[start]

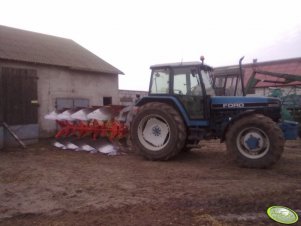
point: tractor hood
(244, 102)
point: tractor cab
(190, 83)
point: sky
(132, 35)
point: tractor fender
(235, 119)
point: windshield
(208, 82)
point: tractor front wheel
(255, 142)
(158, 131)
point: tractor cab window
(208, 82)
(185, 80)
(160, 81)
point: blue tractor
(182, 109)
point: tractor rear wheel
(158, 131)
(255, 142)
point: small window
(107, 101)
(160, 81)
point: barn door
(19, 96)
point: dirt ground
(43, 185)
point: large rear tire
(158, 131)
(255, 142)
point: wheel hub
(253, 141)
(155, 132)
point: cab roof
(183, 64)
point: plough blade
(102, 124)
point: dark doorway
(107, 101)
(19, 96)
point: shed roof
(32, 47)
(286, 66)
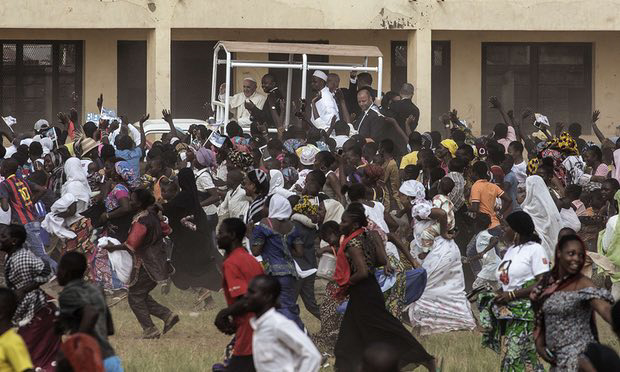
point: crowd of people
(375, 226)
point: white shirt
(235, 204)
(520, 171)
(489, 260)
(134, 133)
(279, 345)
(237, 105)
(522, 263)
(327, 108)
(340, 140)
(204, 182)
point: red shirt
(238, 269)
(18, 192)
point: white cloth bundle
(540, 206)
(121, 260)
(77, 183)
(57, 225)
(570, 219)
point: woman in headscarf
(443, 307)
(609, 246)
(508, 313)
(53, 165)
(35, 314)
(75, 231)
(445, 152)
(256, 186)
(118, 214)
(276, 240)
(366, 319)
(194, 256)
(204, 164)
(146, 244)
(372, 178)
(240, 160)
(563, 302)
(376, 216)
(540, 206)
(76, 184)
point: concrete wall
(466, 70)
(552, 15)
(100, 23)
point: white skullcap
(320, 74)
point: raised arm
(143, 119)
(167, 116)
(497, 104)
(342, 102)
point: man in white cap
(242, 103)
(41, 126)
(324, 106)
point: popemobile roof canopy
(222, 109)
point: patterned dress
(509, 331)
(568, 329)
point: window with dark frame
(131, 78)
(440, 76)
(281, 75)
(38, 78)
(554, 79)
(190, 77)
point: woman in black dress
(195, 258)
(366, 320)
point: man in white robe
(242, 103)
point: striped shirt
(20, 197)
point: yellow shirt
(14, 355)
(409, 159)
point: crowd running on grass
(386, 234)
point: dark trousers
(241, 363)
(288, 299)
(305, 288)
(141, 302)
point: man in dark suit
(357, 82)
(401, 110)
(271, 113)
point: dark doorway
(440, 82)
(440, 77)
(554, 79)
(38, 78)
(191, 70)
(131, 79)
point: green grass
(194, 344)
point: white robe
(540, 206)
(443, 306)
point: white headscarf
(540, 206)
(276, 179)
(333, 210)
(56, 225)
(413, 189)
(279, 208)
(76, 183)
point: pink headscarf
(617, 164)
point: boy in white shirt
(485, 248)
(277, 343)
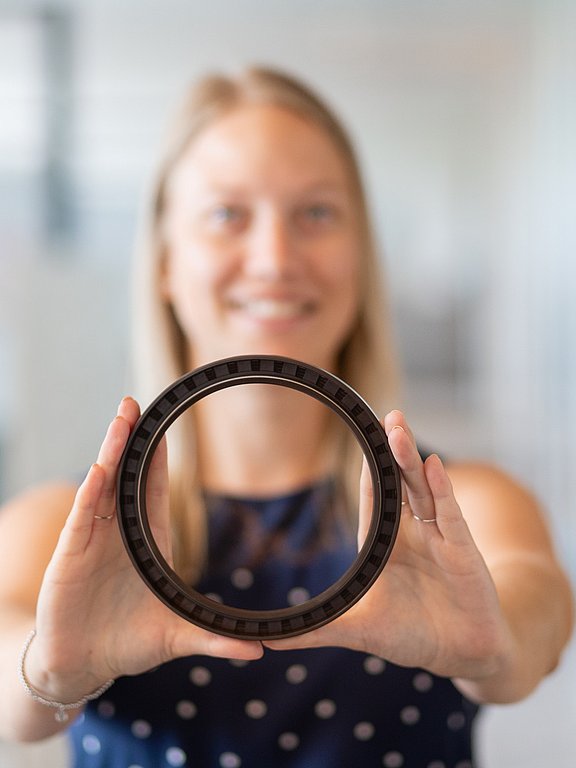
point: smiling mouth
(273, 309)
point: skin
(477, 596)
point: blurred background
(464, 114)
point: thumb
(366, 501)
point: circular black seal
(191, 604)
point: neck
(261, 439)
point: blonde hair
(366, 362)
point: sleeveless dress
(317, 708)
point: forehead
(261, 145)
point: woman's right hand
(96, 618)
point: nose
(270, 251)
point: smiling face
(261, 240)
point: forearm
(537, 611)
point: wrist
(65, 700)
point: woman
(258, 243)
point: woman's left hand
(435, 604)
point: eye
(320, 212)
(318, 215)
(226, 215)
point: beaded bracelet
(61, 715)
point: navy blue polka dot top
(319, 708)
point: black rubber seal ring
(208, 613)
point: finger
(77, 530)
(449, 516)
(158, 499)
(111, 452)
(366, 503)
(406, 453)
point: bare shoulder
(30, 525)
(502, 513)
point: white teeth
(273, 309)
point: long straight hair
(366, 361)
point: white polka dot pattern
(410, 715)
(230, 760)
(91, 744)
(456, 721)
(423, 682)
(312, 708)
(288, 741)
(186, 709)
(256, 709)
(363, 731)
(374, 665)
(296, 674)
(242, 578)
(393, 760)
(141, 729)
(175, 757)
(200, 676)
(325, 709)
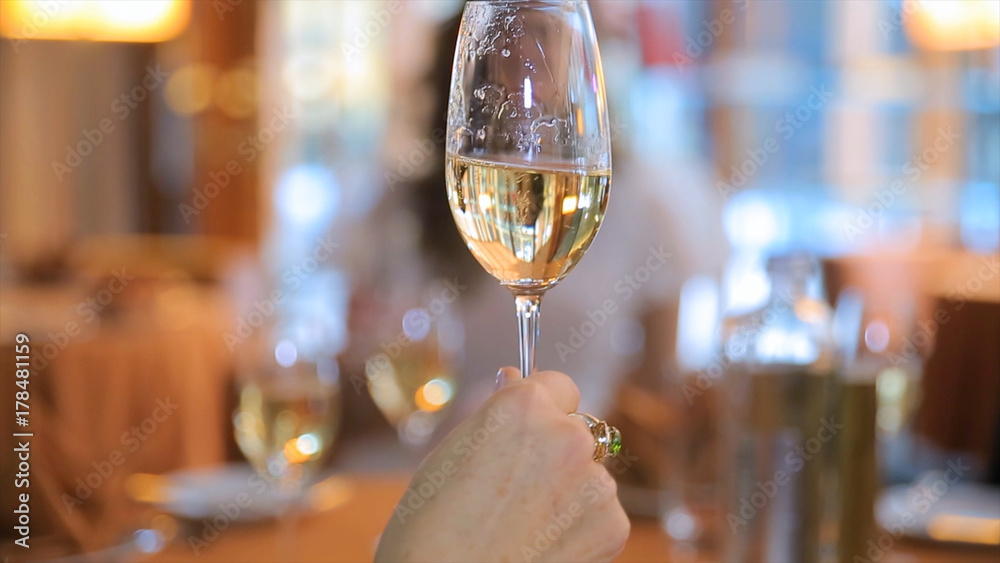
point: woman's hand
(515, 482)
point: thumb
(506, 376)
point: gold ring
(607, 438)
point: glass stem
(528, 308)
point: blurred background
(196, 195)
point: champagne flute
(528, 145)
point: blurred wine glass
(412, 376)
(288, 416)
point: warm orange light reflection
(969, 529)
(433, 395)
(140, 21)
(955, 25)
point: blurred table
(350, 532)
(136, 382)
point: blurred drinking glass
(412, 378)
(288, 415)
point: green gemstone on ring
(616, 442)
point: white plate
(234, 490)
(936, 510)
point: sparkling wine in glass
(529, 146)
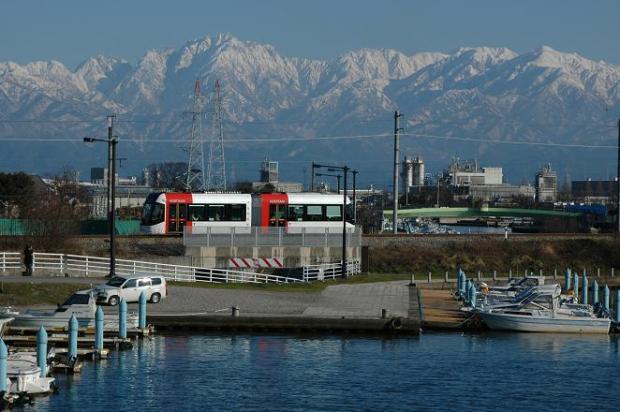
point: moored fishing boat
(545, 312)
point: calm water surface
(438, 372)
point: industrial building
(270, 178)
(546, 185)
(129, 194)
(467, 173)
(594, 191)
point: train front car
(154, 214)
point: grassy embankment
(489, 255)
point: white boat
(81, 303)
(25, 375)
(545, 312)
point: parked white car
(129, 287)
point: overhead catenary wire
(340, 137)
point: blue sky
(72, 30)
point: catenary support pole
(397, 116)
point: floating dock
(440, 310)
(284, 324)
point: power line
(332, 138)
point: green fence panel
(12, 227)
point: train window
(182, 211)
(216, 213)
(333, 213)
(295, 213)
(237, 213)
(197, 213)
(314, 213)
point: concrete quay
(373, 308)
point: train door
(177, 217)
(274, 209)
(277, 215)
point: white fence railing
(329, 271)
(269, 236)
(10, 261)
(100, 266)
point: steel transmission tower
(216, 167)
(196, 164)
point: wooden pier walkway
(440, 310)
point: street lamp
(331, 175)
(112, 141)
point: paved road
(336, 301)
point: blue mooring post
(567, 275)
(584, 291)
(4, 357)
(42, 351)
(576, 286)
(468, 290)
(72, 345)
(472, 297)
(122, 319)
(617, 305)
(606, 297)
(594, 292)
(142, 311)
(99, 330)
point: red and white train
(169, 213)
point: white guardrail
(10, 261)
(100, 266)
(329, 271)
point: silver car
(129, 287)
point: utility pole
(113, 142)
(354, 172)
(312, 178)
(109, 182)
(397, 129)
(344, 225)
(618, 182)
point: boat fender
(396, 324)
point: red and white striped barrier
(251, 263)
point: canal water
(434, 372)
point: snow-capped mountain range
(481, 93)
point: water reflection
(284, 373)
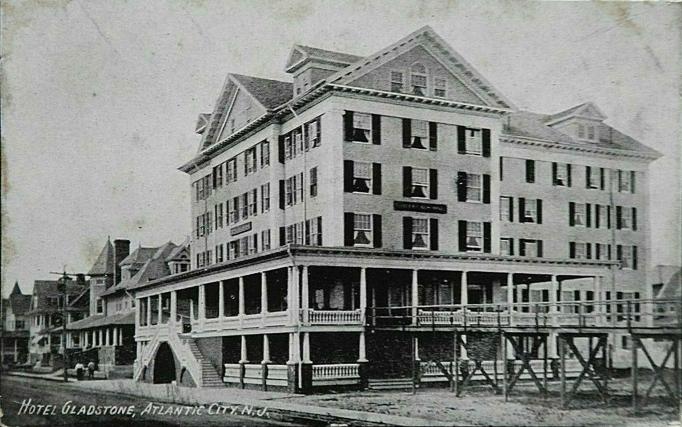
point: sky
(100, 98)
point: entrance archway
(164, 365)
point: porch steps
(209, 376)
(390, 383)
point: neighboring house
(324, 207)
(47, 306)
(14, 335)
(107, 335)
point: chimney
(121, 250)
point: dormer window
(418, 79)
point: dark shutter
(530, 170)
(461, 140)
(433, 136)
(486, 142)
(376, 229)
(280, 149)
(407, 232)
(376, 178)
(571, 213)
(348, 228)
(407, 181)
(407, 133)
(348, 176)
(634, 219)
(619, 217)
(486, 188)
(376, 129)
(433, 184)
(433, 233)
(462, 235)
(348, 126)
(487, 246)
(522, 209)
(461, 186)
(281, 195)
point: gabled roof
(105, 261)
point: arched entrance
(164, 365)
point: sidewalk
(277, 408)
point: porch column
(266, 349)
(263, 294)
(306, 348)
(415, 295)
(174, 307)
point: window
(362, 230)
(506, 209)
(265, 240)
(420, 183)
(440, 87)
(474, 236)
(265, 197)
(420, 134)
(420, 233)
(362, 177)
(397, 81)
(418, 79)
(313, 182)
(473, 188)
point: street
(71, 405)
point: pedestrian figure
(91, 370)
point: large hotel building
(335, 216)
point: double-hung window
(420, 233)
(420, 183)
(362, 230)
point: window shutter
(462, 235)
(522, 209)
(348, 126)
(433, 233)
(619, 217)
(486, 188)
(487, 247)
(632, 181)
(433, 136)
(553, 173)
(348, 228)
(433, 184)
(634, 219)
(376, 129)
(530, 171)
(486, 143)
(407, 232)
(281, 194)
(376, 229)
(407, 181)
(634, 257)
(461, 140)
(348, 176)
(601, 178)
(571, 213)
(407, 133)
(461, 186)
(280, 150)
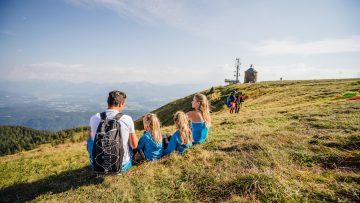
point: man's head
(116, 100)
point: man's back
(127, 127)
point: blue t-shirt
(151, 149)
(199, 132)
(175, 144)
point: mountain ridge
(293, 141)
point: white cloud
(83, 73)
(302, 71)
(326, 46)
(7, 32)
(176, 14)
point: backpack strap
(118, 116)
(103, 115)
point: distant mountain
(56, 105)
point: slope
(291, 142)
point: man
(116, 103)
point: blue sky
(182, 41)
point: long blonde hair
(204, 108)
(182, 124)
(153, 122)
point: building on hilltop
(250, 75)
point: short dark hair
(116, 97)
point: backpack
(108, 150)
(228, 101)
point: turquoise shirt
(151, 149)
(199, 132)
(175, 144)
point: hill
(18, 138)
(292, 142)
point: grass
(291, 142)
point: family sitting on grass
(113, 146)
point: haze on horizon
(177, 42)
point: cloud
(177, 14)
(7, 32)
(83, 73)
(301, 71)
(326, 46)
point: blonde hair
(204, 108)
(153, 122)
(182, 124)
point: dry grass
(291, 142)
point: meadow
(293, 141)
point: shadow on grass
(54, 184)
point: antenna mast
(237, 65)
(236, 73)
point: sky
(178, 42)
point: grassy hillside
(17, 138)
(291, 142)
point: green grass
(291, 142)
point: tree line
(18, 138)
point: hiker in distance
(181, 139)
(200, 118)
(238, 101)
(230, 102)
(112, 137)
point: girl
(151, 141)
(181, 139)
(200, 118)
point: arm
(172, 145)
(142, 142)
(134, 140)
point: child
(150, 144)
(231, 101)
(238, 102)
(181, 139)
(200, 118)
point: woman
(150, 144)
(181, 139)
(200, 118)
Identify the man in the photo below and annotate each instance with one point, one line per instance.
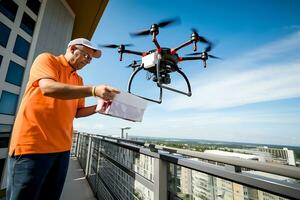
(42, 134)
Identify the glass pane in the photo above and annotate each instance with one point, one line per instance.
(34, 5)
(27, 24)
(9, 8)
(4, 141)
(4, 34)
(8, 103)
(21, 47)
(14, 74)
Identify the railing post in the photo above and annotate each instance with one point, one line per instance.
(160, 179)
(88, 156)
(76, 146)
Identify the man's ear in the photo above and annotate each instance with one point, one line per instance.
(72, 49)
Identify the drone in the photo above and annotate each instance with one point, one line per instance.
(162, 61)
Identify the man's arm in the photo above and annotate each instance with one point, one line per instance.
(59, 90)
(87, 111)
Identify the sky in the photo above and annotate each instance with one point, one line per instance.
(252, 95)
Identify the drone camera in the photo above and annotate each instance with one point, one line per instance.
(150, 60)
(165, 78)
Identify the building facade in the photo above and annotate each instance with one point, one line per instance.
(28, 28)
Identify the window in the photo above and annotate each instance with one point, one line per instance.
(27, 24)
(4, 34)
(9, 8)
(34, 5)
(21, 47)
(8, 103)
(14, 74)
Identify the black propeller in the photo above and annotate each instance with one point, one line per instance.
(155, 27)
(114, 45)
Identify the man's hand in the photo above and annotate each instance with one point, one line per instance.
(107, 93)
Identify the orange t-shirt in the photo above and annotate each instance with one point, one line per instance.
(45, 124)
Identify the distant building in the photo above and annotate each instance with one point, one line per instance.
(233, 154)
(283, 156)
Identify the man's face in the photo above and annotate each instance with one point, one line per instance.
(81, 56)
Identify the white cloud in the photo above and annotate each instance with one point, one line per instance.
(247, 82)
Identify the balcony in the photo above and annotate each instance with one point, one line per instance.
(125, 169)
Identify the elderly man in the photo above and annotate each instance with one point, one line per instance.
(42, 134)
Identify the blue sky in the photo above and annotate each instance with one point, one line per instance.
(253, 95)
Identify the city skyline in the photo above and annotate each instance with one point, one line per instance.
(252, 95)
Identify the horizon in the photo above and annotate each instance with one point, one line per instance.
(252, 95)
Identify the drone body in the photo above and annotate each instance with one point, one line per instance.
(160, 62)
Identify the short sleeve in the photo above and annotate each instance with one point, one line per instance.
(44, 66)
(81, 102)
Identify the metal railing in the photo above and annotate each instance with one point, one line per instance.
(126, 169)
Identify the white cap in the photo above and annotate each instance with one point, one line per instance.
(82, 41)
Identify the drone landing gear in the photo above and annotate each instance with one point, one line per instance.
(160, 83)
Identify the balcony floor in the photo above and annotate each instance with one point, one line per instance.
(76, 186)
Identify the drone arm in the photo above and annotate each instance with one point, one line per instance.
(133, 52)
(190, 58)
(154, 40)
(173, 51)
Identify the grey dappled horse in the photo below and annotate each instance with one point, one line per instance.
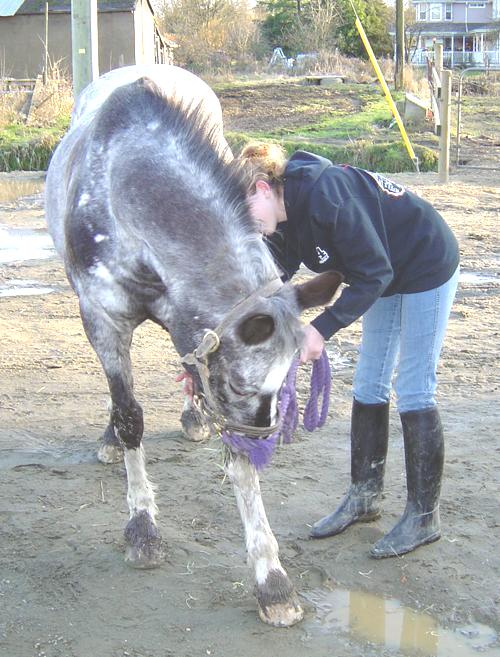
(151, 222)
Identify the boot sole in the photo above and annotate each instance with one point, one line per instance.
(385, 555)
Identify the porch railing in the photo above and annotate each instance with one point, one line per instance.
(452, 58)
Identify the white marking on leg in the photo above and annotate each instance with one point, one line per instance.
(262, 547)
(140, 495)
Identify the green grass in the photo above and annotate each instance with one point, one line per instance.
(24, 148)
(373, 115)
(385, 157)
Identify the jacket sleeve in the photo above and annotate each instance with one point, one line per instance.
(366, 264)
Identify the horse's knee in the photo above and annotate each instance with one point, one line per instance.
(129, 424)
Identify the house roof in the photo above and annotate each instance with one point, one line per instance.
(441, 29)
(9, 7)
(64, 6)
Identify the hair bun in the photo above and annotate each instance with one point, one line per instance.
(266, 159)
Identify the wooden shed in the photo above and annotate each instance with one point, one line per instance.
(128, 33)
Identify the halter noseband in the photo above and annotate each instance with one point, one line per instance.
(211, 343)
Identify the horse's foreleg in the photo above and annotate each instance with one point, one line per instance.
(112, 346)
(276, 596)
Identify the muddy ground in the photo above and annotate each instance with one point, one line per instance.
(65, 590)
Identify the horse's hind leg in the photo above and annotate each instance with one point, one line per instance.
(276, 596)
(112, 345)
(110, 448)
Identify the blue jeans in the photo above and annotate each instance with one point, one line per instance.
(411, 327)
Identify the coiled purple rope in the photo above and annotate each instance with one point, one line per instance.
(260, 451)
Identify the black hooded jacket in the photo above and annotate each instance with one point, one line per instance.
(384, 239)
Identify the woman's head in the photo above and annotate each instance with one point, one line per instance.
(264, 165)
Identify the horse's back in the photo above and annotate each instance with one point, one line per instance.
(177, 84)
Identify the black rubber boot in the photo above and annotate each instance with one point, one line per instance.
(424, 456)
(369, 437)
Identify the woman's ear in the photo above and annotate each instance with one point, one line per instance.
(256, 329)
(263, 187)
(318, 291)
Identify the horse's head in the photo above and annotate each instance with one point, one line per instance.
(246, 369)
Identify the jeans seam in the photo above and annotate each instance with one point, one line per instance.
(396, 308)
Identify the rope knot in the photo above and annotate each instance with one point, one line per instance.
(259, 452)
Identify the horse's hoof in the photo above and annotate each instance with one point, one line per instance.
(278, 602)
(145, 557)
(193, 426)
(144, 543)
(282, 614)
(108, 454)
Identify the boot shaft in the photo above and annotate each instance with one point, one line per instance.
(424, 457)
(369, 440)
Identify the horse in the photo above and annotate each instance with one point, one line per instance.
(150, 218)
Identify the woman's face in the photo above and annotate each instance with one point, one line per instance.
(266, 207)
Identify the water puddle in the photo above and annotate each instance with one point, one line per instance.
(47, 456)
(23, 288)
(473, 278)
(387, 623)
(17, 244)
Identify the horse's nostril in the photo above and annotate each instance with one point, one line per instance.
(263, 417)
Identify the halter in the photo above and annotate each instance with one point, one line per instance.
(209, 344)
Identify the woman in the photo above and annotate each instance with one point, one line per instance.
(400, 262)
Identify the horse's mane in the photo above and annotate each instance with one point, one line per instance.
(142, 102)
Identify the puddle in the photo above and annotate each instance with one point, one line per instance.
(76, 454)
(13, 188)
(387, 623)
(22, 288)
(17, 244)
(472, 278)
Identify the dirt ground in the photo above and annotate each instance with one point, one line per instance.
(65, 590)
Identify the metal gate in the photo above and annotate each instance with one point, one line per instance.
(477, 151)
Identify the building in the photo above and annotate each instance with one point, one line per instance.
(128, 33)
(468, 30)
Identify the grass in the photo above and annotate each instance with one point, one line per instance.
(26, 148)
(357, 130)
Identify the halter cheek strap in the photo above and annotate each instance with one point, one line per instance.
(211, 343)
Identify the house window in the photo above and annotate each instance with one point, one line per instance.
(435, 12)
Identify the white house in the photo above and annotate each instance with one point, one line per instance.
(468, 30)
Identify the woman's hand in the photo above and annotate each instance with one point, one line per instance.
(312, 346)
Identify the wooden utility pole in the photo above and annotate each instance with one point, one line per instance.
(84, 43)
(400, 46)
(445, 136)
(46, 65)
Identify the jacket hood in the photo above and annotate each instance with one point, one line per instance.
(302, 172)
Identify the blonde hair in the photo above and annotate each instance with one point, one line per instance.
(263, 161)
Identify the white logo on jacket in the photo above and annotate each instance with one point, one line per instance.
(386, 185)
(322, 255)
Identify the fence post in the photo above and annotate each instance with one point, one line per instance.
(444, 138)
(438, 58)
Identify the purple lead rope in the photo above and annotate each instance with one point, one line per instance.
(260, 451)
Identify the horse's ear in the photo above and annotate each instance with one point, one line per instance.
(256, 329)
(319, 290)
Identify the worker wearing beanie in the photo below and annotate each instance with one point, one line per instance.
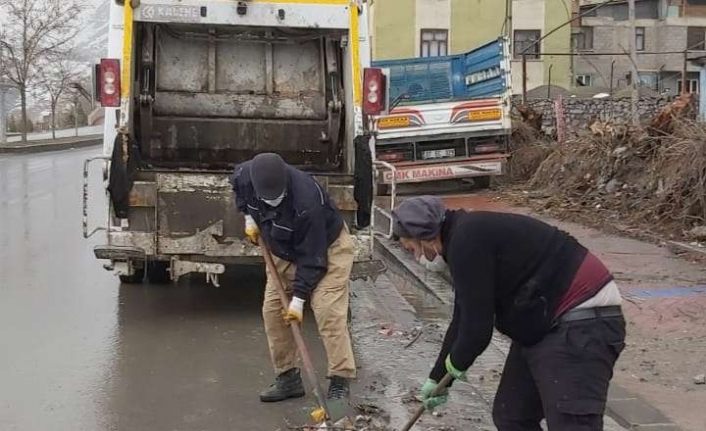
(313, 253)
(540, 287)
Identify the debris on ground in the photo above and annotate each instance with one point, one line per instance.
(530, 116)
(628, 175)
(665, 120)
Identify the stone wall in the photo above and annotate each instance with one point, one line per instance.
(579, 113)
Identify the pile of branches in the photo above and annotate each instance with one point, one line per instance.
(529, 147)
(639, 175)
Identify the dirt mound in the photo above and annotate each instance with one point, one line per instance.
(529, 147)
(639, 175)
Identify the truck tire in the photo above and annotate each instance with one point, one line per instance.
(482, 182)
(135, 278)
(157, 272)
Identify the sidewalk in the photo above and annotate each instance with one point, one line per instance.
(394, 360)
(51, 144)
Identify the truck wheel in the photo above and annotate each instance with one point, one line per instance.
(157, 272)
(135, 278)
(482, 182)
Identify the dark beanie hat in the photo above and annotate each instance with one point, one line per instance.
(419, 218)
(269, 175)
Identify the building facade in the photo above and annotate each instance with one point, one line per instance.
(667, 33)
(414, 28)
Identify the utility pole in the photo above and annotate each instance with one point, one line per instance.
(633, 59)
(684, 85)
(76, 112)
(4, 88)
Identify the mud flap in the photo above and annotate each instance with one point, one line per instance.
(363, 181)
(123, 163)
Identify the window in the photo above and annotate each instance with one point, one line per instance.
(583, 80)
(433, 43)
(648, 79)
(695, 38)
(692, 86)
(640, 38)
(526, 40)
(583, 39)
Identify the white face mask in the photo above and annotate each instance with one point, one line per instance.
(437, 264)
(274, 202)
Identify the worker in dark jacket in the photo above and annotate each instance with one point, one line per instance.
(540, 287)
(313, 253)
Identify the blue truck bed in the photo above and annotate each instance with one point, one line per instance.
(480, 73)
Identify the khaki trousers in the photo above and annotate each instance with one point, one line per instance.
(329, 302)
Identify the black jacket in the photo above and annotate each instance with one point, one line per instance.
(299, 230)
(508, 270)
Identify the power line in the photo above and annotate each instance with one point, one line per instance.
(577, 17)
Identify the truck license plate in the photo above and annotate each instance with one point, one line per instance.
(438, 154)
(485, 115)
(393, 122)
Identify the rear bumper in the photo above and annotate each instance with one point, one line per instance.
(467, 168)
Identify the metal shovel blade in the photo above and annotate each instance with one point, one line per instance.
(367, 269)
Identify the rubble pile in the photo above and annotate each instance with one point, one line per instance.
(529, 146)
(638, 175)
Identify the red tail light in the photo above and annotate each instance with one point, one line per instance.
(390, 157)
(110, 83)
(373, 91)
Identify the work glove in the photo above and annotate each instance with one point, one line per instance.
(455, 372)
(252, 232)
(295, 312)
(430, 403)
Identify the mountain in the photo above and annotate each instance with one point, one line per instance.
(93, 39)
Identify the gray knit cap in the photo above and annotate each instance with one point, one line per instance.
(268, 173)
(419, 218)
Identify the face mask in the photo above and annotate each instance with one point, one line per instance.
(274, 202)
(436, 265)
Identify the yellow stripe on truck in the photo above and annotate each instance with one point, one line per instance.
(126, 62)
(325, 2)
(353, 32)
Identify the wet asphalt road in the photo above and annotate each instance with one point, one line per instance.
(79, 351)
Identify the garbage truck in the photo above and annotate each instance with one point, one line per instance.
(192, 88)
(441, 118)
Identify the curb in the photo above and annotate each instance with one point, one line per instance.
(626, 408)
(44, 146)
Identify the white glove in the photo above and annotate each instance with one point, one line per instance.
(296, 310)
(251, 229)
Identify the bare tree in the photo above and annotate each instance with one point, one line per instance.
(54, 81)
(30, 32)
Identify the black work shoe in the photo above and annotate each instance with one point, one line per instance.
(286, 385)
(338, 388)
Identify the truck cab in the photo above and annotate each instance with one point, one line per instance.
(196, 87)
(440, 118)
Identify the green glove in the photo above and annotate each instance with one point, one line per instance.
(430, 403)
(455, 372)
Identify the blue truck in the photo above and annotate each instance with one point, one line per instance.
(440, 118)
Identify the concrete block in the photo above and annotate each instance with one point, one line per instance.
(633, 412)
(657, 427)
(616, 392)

[end]

▸ **What is needed**
The lines to reproduce run from the line containing "Identify the bare" to the end of the listing; write them out exactly and add nothing.

▸ **Completed exercise**
Identify the bare tree in the photo above and annotate each instance with one point, one line per instance.
(54, 81)
(30, 32)
Identify the black work shoe in the photo above and annotate each instance with one point, one line per instance.
(286, 385)
(338, 388)
Identify the truck cab in the photo above and annotate each instance with one point, one line per instance.
(196, 87)
(440, 118)
Identify the green glove in the photo above and annotate each instance with one point, one line per instance.
(430, 403)
(455, 372)
Identify the blue truck in the photo above and annotate each instance with one point, one line per instance.
(440, 118)
Identify the concrete block in the photo above and annotate each instance with one point, one line per instance.
(633, 412)
(657, 427)
(616, 392)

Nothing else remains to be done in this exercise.